EXERCISE DIRECTIONS:
Copy the records below, changing every "outline" to "contour" and leaving everything else unchanged.

THE RECORDS:
⟨

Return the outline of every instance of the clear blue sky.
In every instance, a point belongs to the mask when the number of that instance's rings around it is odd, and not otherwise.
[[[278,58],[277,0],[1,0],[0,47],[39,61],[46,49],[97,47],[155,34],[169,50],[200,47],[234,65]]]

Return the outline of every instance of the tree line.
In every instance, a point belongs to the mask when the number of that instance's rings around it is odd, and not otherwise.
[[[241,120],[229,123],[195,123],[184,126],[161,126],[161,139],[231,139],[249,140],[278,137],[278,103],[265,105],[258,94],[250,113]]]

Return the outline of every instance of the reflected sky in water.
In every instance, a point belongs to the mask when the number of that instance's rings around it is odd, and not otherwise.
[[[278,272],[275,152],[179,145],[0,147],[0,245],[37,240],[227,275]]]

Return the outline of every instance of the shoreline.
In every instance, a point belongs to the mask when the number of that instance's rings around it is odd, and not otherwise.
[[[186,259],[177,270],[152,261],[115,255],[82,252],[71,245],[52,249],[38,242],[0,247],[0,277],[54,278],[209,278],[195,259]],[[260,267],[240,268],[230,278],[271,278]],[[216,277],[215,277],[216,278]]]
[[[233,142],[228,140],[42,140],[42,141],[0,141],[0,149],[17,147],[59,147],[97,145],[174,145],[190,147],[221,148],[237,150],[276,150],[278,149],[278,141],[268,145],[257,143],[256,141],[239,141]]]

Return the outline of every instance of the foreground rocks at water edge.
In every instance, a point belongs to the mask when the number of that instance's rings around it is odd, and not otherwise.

⟩

RESPONSE TO THIS EXERCISE:
Return the contour of every instance of the clear blue sky.
In every instance, a point belongs to the mask when the number of that instance's rings around it is odd, and not otherwise.
[[[278,58],[277,0],[1,0],[0,47],[39,61],[46,49],[97,47],[155,34],[169,50],[200,47],[234,65]]]

Return the contour of every instance of the tree line.
In every instance, a point belongs to the mask when the number of that instance's rings around it is odd, and not otherwise.
[[[241,120],[229,123],[195,123],[184,126],[161,126],[161,139],[231,139],[249,140],[278,137],[278,103],[265,105],[258,94],[250,113]]]

Return the contour of every instance of the reflected sky in water.
In every instance, a point belongs to the mask when the number of that instance's rings around it is odd, and not otherwise.
[[[278,272],[275,152],[179,145],[0,147],[0,245],[37,240],[227,275]]]

Return the contour of every instance of the shoreline.
In every instance, a point belongs to the mask when the number of that instance's rings around it is odd, and not otherwise.
[[[186,259],[177,270],[152,261],[115,255],[82,252],[71,245],[52,249],[38,242],[0,247],[0,277],[54,278],[209,278],[195,259]],[[260,267],[240,268],[230,278],[271,278]],[[216,277],[215,277],[216,278]]]
[[[233,142],[228,140],[42,140],[42,141],[0,141],[0,149],[17,147],[59,147],[97,145],[174,145],[190,147],[221,148],[237,150],[276,150],[278,149],[278,141],[268,145],[257,143],[256,141],[239,141]]]

Return the contour of every instance of the foreground rocks at water edge.
In every instance, a point belongs to the mask when the number of that instance's rings around it is odd, and not otherwise.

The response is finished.